GIVEN TASK => Select every line in the data below that contains the word "mounted", and copy each one.

ROWS =>

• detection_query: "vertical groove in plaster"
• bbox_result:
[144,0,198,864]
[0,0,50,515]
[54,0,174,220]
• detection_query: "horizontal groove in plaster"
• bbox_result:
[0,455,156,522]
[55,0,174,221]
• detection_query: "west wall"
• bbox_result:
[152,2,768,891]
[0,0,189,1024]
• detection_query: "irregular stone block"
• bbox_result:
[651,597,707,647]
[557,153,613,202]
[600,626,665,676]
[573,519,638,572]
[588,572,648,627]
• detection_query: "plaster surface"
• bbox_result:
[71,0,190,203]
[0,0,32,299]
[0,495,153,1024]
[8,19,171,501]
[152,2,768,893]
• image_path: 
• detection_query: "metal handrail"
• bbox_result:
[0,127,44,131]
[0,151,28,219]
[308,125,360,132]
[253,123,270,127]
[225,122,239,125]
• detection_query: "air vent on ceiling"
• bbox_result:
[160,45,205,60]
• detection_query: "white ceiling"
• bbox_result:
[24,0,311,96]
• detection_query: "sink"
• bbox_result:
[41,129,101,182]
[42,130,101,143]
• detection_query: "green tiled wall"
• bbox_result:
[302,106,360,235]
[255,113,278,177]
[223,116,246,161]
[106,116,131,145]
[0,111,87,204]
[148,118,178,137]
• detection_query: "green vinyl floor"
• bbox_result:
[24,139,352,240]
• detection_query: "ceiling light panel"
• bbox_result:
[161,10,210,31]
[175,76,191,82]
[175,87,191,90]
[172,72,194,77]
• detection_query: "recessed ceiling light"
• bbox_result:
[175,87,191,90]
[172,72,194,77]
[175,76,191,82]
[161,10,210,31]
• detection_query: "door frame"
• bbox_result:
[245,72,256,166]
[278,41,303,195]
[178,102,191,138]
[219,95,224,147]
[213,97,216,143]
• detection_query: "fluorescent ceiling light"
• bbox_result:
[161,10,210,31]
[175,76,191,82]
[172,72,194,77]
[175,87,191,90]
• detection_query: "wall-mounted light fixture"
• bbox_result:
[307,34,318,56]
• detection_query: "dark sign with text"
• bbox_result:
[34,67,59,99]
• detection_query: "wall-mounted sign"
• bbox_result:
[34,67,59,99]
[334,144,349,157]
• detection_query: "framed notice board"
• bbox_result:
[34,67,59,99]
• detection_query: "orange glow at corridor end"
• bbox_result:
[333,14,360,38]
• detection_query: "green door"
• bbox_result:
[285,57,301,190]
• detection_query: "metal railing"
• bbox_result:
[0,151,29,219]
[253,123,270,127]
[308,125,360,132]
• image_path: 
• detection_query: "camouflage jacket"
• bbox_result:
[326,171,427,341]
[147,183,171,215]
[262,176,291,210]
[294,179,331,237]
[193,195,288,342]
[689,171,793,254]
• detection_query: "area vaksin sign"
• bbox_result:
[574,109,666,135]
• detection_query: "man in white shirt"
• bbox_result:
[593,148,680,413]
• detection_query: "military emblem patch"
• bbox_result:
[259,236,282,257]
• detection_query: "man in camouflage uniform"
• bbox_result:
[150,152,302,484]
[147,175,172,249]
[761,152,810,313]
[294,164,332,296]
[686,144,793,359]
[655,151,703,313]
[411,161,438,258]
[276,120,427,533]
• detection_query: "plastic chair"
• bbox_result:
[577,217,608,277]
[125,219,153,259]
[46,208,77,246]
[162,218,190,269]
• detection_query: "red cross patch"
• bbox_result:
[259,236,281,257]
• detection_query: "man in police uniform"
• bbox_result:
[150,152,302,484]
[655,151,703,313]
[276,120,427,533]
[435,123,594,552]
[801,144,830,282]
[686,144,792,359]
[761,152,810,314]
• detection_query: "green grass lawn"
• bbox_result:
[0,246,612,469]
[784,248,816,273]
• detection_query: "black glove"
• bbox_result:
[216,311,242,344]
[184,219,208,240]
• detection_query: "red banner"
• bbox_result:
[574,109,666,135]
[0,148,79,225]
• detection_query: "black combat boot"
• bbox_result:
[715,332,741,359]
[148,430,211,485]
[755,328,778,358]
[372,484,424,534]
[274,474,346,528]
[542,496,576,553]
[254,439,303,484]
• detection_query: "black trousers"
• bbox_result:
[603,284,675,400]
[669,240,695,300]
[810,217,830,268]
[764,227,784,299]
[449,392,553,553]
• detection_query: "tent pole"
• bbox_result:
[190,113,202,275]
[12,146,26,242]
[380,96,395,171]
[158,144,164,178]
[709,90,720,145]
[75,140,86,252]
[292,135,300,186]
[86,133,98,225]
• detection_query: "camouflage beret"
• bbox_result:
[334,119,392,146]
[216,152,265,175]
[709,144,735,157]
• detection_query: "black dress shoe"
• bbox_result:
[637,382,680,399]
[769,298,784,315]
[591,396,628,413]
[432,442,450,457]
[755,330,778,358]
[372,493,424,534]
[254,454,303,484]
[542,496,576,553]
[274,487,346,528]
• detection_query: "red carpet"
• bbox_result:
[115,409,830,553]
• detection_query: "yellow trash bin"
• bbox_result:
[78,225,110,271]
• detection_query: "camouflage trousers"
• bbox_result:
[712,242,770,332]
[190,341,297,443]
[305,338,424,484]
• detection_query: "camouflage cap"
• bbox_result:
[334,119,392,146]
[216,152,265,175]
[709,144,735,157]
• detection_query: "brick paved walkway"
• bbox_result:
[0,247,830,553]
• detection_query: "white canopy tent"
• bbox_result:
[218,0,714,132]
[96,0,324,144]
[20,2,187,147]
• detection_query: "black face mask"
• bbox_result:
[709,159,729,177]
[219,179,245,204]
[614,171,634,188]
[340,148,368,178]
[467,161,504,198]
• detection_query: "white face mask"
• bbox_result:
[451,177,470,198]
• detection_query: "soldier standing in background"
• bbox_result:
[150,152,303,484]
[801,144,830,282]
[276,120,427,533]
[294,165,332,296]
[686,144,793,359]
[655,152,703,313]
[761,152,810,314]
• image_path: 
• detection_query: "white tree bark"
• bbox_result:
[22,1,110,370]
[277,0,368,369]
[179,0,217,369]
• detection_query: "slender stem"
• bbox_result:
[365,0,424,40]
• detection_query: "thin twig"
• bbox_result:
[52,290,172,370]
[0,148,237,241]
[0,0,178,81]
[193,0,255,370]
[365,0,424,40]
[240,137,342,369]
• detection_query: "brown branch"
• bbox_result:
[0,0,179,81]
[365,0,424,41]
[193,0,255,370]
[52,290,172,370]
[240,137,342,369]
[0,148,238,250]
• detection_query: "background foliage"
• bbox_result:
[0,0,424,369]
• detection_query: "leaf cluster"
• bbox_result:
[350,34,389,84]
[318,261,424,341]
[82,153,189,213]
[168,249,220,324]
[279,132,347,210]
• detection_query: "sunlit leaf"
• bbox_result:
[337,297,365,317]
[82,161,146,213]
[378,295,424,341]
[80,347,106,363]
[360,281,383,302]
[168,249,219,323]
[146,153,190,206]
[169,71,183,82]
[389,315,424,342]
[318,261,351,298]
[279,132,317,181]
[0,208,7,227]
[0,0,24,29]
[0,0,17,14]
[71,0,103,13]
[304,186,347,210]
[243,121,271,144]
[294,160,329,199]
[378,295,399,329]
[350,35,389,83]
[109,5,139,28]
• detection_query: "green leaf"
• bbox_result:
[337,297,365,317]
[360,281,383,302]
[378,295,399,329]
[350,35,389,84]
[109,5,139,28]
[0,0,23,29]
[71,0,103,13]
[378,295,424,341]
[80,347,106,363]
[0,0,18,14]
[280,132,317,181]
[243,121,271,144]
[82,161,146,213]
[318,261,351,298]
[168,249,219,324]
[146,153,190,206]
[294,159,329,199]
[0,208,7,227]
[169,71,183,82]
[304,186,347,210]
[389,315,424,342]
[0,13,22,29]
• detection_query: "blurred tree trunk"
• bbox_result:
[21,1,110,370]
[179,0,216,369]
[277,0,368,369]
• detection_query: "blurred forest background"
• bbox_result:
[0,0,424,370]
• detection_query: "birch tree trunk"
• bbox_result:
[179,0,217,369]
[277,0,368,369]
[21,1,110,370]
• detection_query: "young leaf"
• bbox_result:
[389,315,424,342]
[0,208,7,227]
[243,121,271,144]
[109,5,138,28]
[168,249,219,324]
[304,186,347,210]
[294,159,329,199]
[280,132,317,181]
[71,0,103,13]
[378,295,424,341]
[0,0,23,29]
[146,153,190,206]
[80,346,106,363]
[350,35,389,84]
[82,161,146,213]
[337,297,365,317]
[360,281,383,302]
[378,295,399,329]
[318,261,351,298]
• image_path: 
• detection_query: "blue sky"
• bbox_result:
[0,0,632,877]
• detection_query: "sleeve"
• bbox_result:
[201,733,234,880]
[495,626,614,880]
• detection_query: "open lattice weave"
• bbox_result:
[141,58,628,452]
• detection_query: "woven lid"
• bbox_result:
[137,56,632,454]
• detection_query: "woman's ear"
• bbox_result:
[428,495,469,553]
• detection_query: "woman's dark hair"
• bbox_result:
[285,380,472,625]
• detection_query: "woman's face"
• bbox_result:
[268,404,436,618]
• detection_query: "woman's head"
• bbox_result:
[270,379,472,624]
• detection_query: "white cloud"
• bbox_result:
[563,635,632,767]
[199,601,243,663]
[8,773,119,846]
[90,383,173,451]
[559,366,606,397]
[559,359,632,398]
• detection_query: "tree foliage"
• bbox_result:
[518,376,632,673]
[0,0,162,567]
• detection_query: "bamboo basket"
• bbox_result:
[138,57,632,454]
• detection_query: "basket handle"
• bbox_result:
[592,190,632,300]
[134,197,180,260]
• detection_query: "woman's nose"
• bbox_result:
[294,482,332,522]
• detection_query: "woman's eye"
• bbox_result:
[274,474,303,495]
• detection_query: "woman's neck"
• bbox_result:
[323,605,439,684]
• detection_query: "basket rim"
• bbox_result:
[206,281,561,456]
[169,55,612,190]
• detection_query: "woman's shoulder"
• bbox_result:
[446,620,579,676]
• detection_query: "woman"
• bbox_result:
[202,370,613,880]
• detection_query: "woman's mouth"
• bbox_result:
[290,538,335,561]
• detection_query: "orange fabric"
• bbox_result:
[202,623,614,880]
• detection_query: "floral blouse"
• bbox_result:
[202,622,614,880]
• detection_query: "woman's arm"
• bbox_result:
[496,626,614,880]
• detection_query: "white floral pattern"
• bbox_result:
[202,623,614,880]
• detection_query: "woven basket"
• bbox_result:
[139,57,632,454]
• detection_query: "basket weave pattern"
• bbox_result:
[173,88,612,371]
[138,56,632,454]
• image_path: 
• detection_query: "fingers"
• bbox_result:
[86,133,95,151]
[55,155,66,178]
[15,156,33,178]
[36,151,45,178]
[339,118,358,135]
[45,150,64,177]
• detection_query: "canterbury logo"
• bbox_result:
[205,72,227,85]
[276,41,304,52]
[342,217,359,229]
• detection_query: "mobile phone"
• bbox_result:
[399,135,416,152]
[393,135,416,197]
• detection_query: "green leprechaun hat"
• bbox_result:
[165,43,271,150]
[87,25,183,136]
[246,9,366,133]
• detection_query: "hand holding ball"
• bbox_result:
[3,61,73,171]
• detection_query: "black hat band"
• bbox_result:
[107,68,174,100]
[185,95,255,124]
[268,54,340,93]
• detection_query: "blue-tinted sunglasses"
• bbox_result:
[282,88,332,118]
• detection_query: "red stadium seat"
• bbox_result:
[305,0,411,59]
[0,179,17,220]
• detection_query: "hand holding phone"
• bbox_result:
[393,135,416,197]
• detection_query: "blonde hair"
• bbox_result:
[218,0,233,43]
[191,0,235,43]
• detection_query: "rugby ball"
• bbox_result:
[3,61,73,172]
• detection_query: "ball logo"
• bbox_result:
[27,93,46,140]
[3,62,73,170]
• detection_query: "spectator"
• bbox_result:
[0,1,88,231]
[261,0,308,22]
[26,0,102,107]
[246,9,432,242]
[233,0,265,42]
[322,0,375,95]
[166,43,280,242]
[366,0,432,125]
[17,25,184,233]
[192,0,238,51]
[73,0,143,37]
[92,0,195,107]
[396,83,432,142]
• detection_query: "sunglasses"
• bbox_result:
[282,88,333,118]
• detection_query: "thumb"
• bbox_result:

EXERCISE ANSWER =>
• detection_query: "wall-mounted light fixture"
• detection_query: "wall-mounted sign"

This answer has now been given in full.